▸ WHAT THIS TASK INVOLVES: For this exercise, transcribe all of the records exactly as given.
______________________________
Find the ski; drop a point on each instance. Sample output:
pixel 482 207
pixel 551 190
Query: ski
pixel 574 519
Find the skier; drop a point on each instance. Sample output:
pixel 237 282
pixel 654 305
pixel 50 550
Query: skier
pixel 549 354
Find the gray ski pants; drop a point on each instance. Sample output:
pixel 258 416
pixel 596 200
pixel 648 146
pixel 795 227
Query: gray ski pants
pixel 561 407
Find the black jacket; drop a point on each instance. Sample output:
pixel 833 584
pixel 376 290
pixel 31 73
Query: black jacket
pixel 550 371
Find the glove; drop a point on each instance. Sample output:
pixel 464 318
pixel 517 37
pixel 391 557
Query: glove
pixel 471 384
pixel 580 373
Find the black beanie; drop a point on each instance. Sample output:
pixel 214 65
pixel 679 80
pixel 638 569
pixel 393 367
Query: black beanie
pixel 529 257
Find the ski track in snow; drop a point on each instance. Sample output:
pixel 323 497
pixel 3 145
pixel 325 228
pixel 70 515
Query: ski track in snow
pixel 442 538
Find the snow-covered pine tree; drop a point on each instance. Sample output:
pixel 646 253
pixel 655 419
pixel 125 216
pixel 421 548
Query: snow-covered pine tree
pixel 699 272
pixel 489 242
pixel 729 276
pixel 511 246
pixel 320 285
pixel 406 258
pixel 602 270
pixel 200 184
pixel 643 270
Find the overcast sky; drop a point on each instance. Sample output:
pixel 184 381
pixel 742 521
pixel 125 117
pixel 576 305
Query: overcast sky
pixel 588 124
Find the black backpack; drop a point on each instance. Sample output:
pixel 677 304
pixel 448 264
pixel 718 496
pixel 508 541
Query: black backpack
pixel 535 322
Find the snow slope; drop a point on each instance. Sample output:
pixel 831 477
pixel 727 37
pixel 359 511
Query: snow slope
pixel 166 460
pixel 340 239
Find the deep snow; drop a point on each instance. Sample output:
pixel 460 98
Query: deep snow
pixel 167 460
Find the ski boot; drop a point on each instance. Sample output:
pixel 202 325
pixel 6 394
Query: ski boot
______________________________
▸ ANSWER FOR THE TASK:
Find the ski; drop a point on each instance. Sample output:
pixel 482 207
pixel 551 190
Query: ski
pixel 574 519
Find the skier; drop a point on each instance. Sample output:
pixel 237 282
pixel 654 305
pixel 50 550
Query: skier
pixel 549 354
Find the gray ski pants; drop a point on each instance. Sample output:
pixel 258 416
pixel 596 200
pixel 648 146
pixel 795 227
Query: gray ski pants
pixel 561 407
Find the black jacket; drop a point on each instance. Sample output:
pixel 833 584
pixel 376 290
pixel 31 73
Query: black jacket
pixel 550 371
Find the glove; drop a point on each instance. Sample output:
pixel 464 318
pixel 517 37
pixel 391 557
Query: glove
pixel 471 384
pixel 580 373
Find the black beanie; drop a point on each instance. Sample output:
pixel 214 65
pixel 679 80
pixel 638 569
pixel 393 367
Query: black beanie
pixel 529 257
Find the ski track in snow; drop a point on each instance. Sample output:
pixel 323 497
pixel 3 145
pixel 325 228
pixel 70 515
Query: ski track in snow
pixel 442 538
Find the snow-covered pine tree; drop a point on each instance. Sample output:
pixel 646 253
pixel 655 419
pixel 125 216
pixel 421 548
Query: snow-covered pine tree
pixel 699 272
pixel 489 242
pixel 729 276
pixel 511 246
pixel 320 285
pixel 406 258
pixel 602 270
pixel 200 184
pixel 643 270
Find the overcast sky; drop a point on each instance. Sample output:
pixel 184 381
pixel 742 521
pixel 125 117
pixel 576 305
Query: overcast sky
pixel 588 124
Find the black backpack; drop a point on each instance. Sample output:
pixel 677 304
pixel 448 264
pixel 718 496
pixel 508 541
Query: black backpack
pixel 535 322
Find the snow slope; drop a point on each instance. Sample output:
pixel 831 477
pixel 727 37
pixel 359 511
Query: snow slope
pixel 166 460
pixel 340 239
Find the deep snow; drop a point on each instance. Sample output:
pixel 460 98
Query: deep snow
pixel 167 460
Find the ski boot; drop a point on each instance. Sample output:
pixel 202 325
pixel 6 394
Query: ski boot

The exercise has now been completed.